Exercícios.
[1] Responda às perguntas com base no texto sobre Elisa Andrade.
(a) Em que cidade vive hoje Elisa Andrade?
(b) Em que país estava exilada quando conheceu Sarah Maldaror?
(c) Onde foi filmado "Sambizanga"?
[2] Enumere todas as pessoas reais mencionadas pelo nome no texto sobre Elisa Andrade, sem incluir personagens de filmes.
[3] Prossiga o texto sobre Elisa Andrade a partir da última frase apresentada.

═════ Excerto do texto

Vive hoje em Paris, onde durante toda a sua juventude passou vastas vezes, como parte integrante do movimento anticolonial nos anos sessenta e setenta, na qual participou ativamente em articulação tanto ao PAIGC como ao MPLA.
Antes, formara-se em Economia, fazendo parte em Portugal, dos antigos membros da Casa dos Estudantes do Império, grupo que o escritor angolano Pepetela viria a chamar, num dos seus romances, de “Geração da Utopia”, protagonistas da luta clandestina e pela adesão à luta ativa na Guiné-Bissau, Angola e Moçambique, em prol das independências das antigas colónias portuguesas em África.
Elisa Andrade também foi muito engajadas às lides do teatro e do cinema, como jovem intelectual inquieta com as questões da cultura e da identidade africanas. É na Argélia, onde está exilada, a trabalhar nas estruturas do PAICV, que conhece a cineasta Sarah Maldaror e que a convida a tomar parte na curta metragem “Monangambée” (1968), adaptação do conto “O fato completo de Lucas Matesso”, do escritor Luandino Vieira.
Dessa primeira experiência cinematográfica, ficara patente as qualidades de atriz de Elisa Andrade, aliás fortemente recomendada por Mário Pinto de Andrade, sociólogo e poeta, marido da cineasta Sarah Maldaror, um dos primeiros dirigentes do MPLA e um dos intelectuais muito próximos de Amílcar Cabral.
Assim, em 1972, Sara Maldaror convida Elisa Andrade a ser a atriz protagonista do filme “Sambizanga” (1972), esta também uma adaptação do livro "A Vida Verdadeira de Domingos Xavier", também de Luandino Vieira. Se Maldaror foi a primeira mulher negra a fazer cinema na África nos anos 60 e 70, Elisa Andrade, a fazer o papel de Maria, terá sido uma das mais marcantes presenças femininas na cinematografia negra e da diáspora africana nesses anos.
Filmada no Congo-Brazaville, "Sambizanga" aborda a guerra colonial portuguesa, desde o início, em Angola, e teve como coargumentista Mário Pinto de Andrade. A crítica foi favorável, não faltando entretanto alguma controvérsia pelo paradoxal facto de Elisa Andrade ter sido demasiado bela para o papel de Maria, algo que mereceu a defesa tanto de Sarah Maldaror e de Mário Pinto de Andrade, como de Amílcar Cabral para quem a interpretação cinematográfica magistral era um dos aspetos relevantes para a causa, opinião também corroborada por Luandino Vieira, na altura das filmagens, ainda prisioneiro político no Campo de Concentração do Tarrafal, em Cabo Verde.

══════════
═════ Material fornecido

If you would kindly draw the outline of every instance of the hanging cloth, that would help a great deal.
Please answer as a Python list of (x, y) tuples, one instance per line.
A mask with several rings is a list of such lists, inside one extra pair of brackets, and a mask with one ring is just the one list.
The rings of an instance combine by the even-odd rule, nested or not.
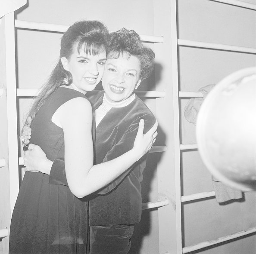
[[(215, 84), (208, 85), (200, 88), (198, 92), (201, 92), (203, 98), (190, 99), (184, 108), (184, 116), (186, 119), (194, 125), (197, 122), (197, 118), (201, 105), (204, 98), (215, 86)], [(215, 192), (216, 200), (218, 203), (223, 203), (232, 199), (238, 199), (243, 198), (243, 193), (225, 185), (213, 176), (212, 177), (212, 185)]]

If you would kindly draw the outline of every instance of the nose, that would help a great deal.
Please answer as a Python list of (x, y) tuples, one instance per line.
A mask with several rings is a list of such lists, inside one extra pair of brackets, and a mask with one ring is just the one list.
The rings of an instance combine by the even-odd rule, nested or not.
[(117, 76), (116, 78), (116, 80), (118, 84), (122, 84), (122, 83), (125, 83), (125, 79), (122, 75), (119, 75)]
[(89, 71), (90, 73), (94, 76), (98, 76), (99, 75), (99, 71), (98, 70), (97, 64), (91, 64)]

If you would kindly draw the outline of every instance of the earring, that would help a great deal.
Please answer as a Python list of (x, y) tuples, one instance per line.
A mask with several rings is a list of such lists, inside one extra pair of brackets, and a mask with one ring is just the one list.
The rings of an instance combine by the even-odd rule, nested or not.
[(67, 78), (64, 78), (64, 79), (63, 80), (63, 84), (65, 84), (66, 85), (69, 85), (69, 80)]

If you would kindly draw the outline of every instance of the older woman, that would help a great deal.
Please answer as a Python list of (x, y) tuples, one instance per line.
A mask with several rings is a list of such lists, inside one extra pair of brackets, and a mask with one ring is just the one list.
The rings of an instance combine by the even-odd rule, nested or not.
[[(155, 122), (150, 110), (134, 93), (152, 72), (154, 53), (143, 46), (134, 31), (123, 28), (110, 34), (106, 54), (102, 80), (104, 91), (87, 93), (94, 110), (96, 164), (116, 158), (132, 147), (140, 119), (144, 120), (145, 131)], [(50, 174), (50, 169), (37, 164), (42, 152), (35, 153), (25, 155), (28, 169)], [(89, 197), (91, 254), (129, 251), (134, 224), (141, 215), (140, 181), (145, 160), (144, 156)], [(50, 174), (50, 184), (67, 185), (62, 160), (54, 160)]]

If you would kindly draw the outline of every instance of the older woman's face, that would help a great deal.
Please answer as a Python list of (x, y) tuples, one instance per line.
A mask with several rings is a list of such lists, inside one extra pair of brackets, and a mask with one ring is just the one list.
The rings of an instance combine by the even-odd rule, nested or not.
[(128, 54), (120, 54), (117, 58), (107, 59), (102, 78), (102, 86), (107, 99), (118, 102), (127, 98), (138, 86), (140, 63), (138, 58)]

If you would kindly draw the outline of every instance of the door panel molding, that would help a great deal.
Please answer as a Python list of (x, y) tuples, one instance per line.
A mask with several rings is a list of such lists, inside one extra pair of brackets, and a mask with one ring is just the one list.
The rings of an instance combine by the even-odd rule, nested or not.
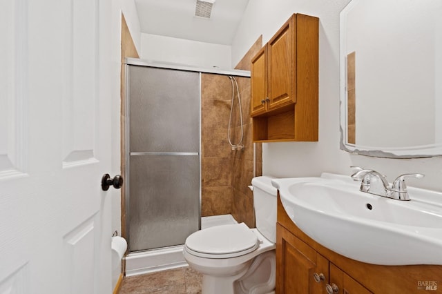
[(28, 0), (0, 3), (0, 180), (26, 175)]

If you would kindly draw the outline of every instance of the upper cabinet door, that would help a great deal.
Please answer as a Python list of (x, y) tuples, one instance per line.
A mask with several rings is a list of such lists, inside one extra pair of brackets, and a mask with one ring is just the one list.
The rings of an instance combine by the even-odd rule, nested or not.
[(295, 102), (295, 17), (291, 17), (269, 41), (269, 110)]
[(255, 116), (267, 111), (267, 46), (265, 46), (251, 61), (251, 115)]

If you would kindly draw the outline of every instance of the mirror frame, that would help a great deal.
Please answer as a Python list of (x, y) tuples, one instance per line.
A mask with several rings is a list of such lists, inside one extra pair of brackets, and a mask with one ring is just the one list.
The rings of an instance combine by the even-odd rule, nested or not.
[(339, 14), (340, 148), (350, 153), (384, 158), (422, 158), (442, 156), (442, 143), (404, 148), (367, 146), (348, 143), (346, 131), (347, 129), (347, 59), (344, 51), (347, 47), (347, 35), (343, 32), (343, 28), (347, 27), (347, 18), (344, 14), (347, 10), (360, 1), (362, 0), (351, 0)]

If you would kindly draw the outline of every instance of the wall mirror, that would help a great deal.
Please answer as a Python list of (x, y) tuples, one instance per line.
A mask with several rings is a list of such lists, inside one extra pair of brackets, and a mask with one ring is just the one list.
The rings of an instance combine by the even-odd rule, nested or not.
[(442, 0), (352, 0), (340, 14), (340, 148), (442, 155)]

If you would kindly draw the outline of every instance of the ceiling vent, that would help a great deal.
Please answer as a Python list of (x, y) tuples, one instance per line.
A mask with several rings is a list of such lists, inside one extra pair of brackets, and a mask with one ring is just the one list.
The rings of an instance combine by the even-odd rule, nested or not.
[(215, 0), (196, 0), (195, 16), (197, 17), (210, 19), (210, 14), (212, 13), (212, 7), (214, 3)]

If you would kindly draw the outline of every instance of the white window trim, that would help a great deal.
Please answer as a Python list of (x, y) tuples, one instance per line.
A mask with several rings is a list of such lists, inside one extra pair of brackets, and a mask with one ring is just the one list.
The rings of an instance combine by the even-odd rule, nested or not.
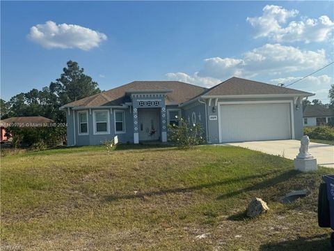
[[(170, 121), (170, 115), (169, 115), (169, 112), (177, 112), (179, 115), (178, 116), (178, 119), (180, 119), (180, 117), (181, 117), (181, 109), (167, 109), (167, 125), (169, 125), (169, 121)], [(175, 120), (175, 119), (173, 119)]]
[(221, 137), (221, 105), (237, 105), (237, 104), (275, 104), (275, 103), (289, 103), (290, 104), (290, 116), (289, 116), (289, 128), (290, 137), (292, 139), (294, 139), (294, 102), (292, 100), (259, 100), (259, 101), (227, 101), (218, 102), (218, 130), (219, 143), (223, 142)]
[[(106, 112), (108, 114), (108, 119), (106, 121), (106, 132), (97, 132), (96, 131), (96, 118), (95, 112)], [(110, 110), (109, 109), (96, 109), (93, 110), (93, 134), (95, 135), (106, 135), (110, 134)]]
[[(87, 132), (81, 133), (81, 122), (80, 122), (80, 114), (85, 114), (87, 116)], [(77, 112), (77, 118), (78, 118), (78, 135), (89, 135), (89, 123), (88, 123), (88, 111), (80, 111)]]
[[(122, 112), (123, 114), (123, 130), (122, 131), (116, 131), (116, 112)], [(113, 110), (113, 126), (115, 128), (115, 134), (122, 134), (126, 133), (125, 129), (125, 111), (116, 109)]]

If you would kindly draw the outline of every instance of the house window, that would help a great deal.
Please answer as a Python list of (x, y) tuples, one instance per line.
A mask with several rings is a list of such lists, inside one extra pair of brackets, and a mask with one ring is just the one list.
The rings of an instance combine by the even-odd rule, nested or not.
[(125, 132), (125, 123), (124, 120), (123, 111), (115, 111), (115, 132)]
[(94, 111), (95, 134), (109, 133), (109, 112), (108, 110)]
[(317, 118), (317, 126), (326, 125), (326, 117)]
[(179, 119), (180, 119), (179, 109), (168, 110), (168, 123), (170, 126), (175, 125), (179, 126)]
[(79, 135), (88, 134), (88, 113), (86, 112), (78, 112)]

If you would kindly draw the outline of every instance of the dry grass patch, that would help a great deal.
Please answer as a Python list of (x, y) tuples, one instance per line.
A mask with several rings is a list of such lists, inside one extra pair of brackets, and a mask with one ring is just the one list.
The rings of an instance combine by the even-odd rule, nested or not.
[[(1, 245), (26, 250), (329, 248), (317, 224), (321, 176), (238, 147), (102, 146), (1, 158)], [(292, 190), (310, 195), (289, 205)], [(270, 208), (244, 216), (262, 197)], [(320, 247), (320, 248), (319, 248)], [(316, 249), (316, 250), (319, 250)]]

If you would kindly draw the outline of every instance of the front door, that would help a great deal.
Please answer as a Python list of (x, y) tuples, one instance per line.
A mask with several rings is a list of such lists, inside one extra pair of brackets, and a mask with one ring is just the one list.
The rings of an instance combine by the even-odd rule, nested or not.
[(160, 137), (159, 109), (138, 109), (139, 141), (158, 140)]

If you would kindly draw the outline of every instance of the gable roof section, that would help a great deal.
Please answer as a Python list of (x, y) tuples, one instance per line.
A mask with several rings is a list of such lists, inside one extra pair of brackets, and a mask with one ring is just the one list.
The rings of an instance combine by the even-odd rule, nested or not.
[(303, 116), (334, 116), (334, 111), (322, 105), (307, 105), (303, 109)]
[(134, 81), (119, 87), (87, 97), (61, 108), (84, 106), (118, 106), (126, 101), (125, 93), (131, 91), (172, 91), (166, 94), (166, 105), (178, 105), (186, 102), (207, 90), (206, 88), (178, 81)]
[(209, 89), (202, 96), (237, 96), (237, 95), (279, 95), (296, 94), (297, 96), (313, 96), (312, 93), (282, 87), (273, 84), (232, 77), (226, 81)]

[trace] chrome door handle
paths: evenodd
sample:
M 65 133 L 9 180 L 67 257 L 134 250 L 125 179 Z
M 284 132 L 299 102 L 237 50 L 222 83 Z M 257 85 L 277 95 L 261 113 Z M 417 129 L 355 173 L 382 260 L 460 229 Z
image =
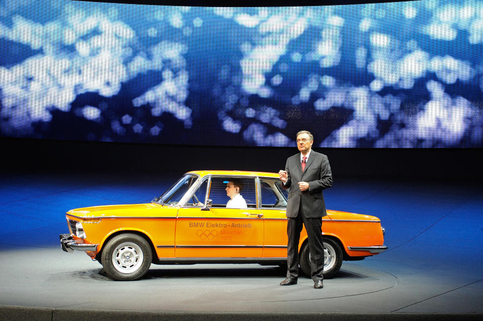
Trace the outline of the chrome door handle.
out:
M 247 213 L 246 215 L 247 215 L 247 216 L 255 216 L 256 215 L 258 217 L 259 219 L 263 216 L 263 214 L 252 214 L 251 213 Z

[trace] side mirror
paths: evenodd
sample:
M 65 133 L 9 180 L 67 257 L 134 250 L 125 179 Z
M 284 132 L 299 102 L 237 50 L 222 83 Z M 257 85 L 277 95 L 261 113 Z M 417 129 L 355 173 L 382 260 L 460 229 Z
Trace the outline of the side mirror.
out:
M 208 199 L 208 201 L 205 204 L 205 206 L 203 208 L 201 208 L 201 210 L 209 210 L 210 206 L 211 206 L 212 204 L 213 204 L 213 200 Z

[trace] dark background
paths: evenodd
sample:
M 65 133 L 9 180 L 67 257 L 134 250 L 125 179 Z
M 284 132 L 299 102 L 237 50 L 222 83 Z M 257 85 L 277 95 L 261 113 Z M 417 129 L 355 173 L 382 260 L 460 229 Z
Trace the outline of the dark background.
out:
M 388 1 L 299 0 L 129 0 L 106 1 L 177 6 L 270 6 L 342 5 Z M 304 129 L 303 128 L 300 130 Z M 220 135 L 222 135 L 220 133 Z M 295 137 L 293 138 L 295 139 Z M 314 146 L 320 143 L 314 138 Z M 25 170 L 166 170 L 233 169 L 277 172 L 295 148 L 197 146 L 0 137 L 4 171 Z M 209 144 L 208 143 L 208 144 Z M 387 177 L 409 180 L 478 180 L 483 178 L 481 149 L 320 148 L 338 176 Z
M 316 138 L 315 138 L 316 143 Z M 4 170 L 278 172 L 295 147 L 196 146 L 0 138 Z M 478 180 L 481 149 L 320 148 L 337 177 Z

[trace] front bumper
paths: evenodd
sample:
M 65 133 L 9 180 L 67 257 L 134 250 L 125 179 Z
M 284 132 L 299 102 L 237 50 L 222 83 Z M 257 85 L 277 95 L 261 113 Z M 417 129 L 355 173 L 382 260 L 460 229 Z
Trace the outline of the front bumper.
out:
M 62 250 L 70 253 L 74 252 L 74 250 L 95 252 L 97 251 L 97 246 L 99 245 L 99 244 L 76 243 L 70 234 L 60 234 L 59 235 L 59 238 L 60 239 L 60 246 L 62 247 Z
M 385 245 L 374 245 L 373 246 L 348 246 L 351 251 L 368 251 L 371 253 L 382 253 L 387 249 Z

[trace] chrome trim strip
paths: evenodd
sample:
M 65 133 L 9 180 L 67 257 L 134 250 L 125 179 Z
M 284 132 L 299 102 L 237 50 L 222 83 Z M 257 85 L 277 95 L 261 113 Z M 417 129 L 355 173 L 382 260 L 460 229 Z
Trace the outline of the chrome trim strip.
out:
M 253 262 L 256 261 L 259 262 L 260 261 L 280 261 L 283 260 L 286 261 L 287 260 L 287 257 L 274 257 L 274 258 L 220 258 L 220 257 L 213 257 L 213 258 L 197 258 L 197 257 L 190 257 L 190 258 L 158 258 L 159 260 L 163 262 L 167 261 L 244 261 L 247 262 Z
M 267 249 L 286 249 L 286 245 L 265 245 L 264 247 Z
M 64 242 L 63 245 L 67 249 L 71 249 L 77 251 L 96 252 L 97 251 L 97 246 L 99 245 L 99 244 L 76 243 L 75 241 L 72 241 L 69 242 Z
M 258 213 L 251 214 L 250 215 L 255 216 L 258 215 Z M 262 218 L 259 218 L 258 217 L 248 217 L 246 218 L 223 218 L 223 217 L 216 217 L 216 218 L 208 218 L 207 217 L 195 217 L 195 216 L 181 216 L 178 217 L 178 219 L 203 219 L 203 220 L 255 220 L 256 219 L 261 219 Z
M 263 248 L 263 245 L 177 245 L 177 249 L 233 249 L 233 248 L 244 248 L 251 249 Z
M 72 214 L 67 214 L 67 215 L 73 218 L 75 218 L 76 219 L 85 219 L 87 220 L 90 220 L 91 219 L 171 219 L 172 220 L 177 218 L 176 216 L 90 216 L 86 218 L 85 217 L 75 216 Z M 86 222 L 82 223 L 84 223 Z
M 283 219 L 277 219 L 276 218 L 265 218 L 265 220 L 281 220 L 281 221 L 287 221 L 288 219 L 288 218 L 284 218 Z
M 372 246 L 348 246 L 350 251 L 368 251 L 371 253 L 381 253 L 387 249 L 386 245 L 373 245 Z
M 367 220 L 327 220 L 333 222 L 366 222 L 367 223 L 380 223 L 380 221 L 368 221 Z

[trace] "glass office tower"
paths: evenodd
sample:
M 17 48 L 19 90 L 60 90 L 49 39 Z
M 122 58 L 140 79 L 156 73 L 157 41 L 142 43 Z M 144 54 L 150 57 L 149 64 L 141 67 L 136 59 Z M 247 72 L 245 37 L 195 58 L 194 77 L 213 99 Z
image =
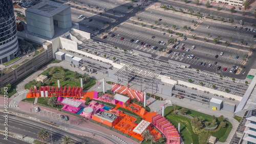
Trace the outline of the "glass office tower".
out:
M 0 1 L 0 64 L 18 55 L 18 44 L 12 1 Z

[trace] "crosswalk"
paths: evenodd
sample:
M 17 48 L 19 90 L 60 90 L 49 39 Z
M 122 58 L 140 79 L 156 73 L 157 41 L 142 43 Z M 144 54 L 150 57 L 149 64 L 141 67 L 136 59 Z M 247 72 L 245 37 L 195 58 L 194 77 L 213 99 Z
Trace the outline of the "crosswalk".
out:
M 26 93 L 27 92 L 27 91 L 26 90 L 23 90 L 22 91 L 19 91 L 19 92 L 18 92 L 18 94 L 23 94 L 23 93 Z

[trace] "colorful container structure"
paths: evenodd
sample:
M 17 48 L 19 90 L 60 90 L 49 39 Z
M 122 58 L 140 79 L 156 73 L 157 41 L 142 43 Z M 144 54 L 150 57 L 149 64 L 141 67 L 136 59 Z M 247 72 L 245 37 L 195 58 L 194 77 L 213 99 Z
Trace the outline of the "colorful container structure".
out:
M 166 137 L 167 144 L 180 144 L 180 137 L 174 126 L 160 114 L 152 117 L 152 124 Z

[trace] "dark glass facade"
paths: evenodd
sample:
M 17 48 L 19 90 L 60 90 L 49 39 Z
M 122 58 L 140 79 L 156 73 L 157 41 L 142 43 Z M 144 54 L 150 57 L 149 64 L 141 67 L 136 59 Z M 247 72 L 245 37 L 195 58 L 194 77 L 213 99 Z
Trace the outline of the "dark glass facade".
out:
M 0 1 L 0 64 L 18 55 L 18 44 L 12 1 Z

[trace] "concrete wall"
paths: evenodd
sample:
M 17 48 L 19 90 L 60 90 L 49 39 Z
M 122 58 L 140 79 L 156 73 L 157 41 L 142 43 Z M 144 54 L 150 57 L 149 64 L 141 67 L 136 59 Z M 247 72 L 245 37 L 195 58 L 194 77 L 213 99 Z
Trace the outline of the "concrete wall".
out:
M 76 33 L 79 33 L 81 36 L 85 37 L 87 39 L 91 39 L 91 34 L 84 31 L 79 30 L 78 29 L 73 29 L 73 30 Z
M 229 105 L 229 104 L 224 103 L 223 104 L 223 110 L 234 112 L 236 110 L 236 105 Z
M 46 44 L 47 46 L 44 46 L 47 47 L 45 51 L 1 77 L 0 87 L 9 83 L 13 84 L 51 61 L 53 59 L 52 44 L 49 43 Z
M 219 104 L 212 102 L 210 102 L 209 108 L 211 109 L 212 107 L 216 107 L 217 108 L 216 110 L 220 110 L 223 107 L 223 103 L 222 102 L 221 104 Z
M 53 17 L 47 17 L 26 11 L 28 30 L 49 38 L 54 36 Z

══════════

Respostas.
[1]
(a) Em Paris.
(b) Na Argélia.
(c) No Congo-Brazaville.

[2] Elisa Andrade, Pepetela, Sarah Maldaror, Luandino Vieira, Mário Pinto de Andrade e Amílcar Cabral.

[3]
Depois da Independência de Cabo Verde, Elisa Andrade regressa a Cabo Verde, exercendo a função de professora no Instituto Superior de Educação onde trabalha na na Cultura, chegando a ser assessora cultural do Ministro da Cultura nos anos 90. Permaneceu sempre ligada às estruturas do PAIGC, depois tornadas do PAICV em Cabo Verde, com o Golpe de Estado na Guiné-Bissau em 1980, que deitou por terra a possibilidade da Unidade Guiné-Cabo Verde, tão sonhada por Amílcar Cabral.
Estudiosa e investigadora nas áreas de História e Ciências Sociais, Elisa Andrade tem alguns livros emblemáticos sobre Cabo Verde, destacando-se a sua tese de doutoramente sobre “Cabo Verde, da Descoberta à Independência Nacional (1460 – 1975)”. Éditions L`Harmattan, e dos textos como “Do Mito à História”, “Declínio e Fim da Sociedade Escravista” ou da defesa da condiçãoo feminina em Cabo Verde e nos demais países africanos. Uma intelectual engajada às causas da liberdade.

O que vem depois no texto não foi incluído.